**Task requirements**
In the entries below, find every line holding the string "rough" and collect it.

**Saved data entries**

•••

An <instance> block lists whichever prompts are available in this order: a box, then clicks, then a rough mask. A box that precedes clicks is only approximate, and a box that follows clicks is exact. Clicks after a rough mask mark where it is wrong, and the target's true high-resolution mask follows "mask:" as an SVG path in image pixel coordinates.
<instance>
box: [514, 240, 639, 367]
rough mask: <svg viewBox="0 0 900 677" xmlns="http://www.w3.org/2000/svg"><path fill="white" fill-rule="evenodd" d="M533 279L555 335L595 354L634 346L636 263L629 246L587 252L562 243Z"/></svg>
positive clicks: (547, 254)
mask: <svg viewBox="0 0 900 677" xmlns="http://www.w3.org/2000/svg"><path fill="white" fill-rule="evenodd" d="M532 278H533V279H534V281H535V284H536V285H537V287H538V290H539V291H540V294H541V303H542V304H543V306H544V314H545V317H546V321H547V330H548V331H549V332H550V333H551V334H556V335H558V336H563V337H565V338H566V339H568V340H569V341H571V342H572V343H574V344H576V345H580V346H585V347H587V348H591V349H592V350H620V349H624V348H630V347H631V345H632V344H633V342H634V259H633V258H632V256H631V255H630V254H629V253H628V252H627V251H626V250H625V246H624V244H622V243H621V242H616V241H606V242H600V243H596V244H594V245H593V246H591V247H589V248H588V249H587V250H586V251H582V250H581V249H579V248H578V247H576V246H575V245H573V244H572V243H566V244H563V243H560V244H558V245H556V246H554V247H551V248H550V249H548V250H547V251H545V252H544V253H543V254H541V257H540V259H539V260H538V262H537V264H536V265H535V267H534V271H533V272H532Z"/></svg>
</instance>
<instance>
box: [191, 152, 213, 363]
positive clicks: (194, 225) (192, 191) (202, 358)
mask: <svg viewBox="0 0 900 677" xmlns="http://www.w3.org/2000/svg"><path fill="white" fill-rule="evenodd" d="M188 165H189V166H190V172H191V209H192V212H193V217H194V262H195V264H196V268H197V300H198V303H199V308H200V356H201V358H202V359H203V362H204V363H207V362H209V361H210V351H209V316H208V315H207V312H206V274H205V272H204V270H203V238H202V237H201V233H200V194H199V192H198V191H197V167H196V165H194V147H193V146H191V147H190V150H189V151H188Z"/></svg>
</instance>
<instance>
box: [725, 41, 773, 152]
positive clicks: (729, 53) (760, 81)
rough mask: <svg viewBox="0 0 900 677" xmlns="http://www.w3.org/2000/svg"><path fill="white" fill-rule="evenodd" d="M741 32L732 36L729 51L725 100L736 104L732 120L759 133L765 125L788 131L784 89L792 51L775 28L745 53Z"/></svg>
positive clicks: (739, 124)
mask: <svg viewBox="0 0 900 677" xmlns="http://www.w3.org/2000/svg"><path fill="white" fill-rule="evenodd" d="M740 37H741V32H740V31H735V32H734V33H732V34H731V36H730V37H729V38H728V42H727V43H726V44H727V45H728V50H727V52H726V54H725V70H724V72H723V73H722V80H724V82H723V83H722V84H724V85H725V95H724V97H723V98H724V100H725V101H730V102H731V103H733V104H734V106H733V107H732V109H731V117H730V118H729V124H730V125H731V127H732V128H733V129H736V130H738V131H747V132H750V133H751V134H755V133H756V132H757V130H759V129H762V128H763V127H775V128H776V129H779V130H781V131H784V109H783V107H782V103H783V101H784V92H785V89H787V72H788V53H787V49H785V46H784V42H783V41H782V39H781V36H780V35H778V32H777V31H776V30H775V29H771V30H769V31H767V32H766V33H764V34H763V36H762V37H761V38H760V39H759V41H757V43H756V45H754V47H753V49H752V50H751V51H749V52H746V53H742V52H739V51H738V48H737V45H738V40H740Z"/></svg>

•••

**Response to the exercise**
An <instance> block lists whichever prompts are available in this order: a box, then clicks, then a rough mask. A box that precedes clicks is only approximate, and a box that follows clicks is exact. Clicks after a rough mask mark where it is wrong, and the target's true high-resolution mask follows "mask:" as an SVG path in image pixel coordinates.
rough mask: <svg viewBox="0 0 900 677" xmlns="http://www.w3.org/2000/svg"><path fill="white" fill-rule="evenodd" d="M533 279L555 335L595 354L634 346L636 263L629 246L587 252L562 243Z"/></svg>
rough mask: <svg viewBox="0 0 900 677" xmlns="http://www.w3.org/2000/svg"><path fill="white" fill-rule="evenodd" d="M741 32L732 36L729 51L725 100L736 104L732 120L759 133L765 125L788 131L784 89L792 51L775 28L745 53Z"/></svg>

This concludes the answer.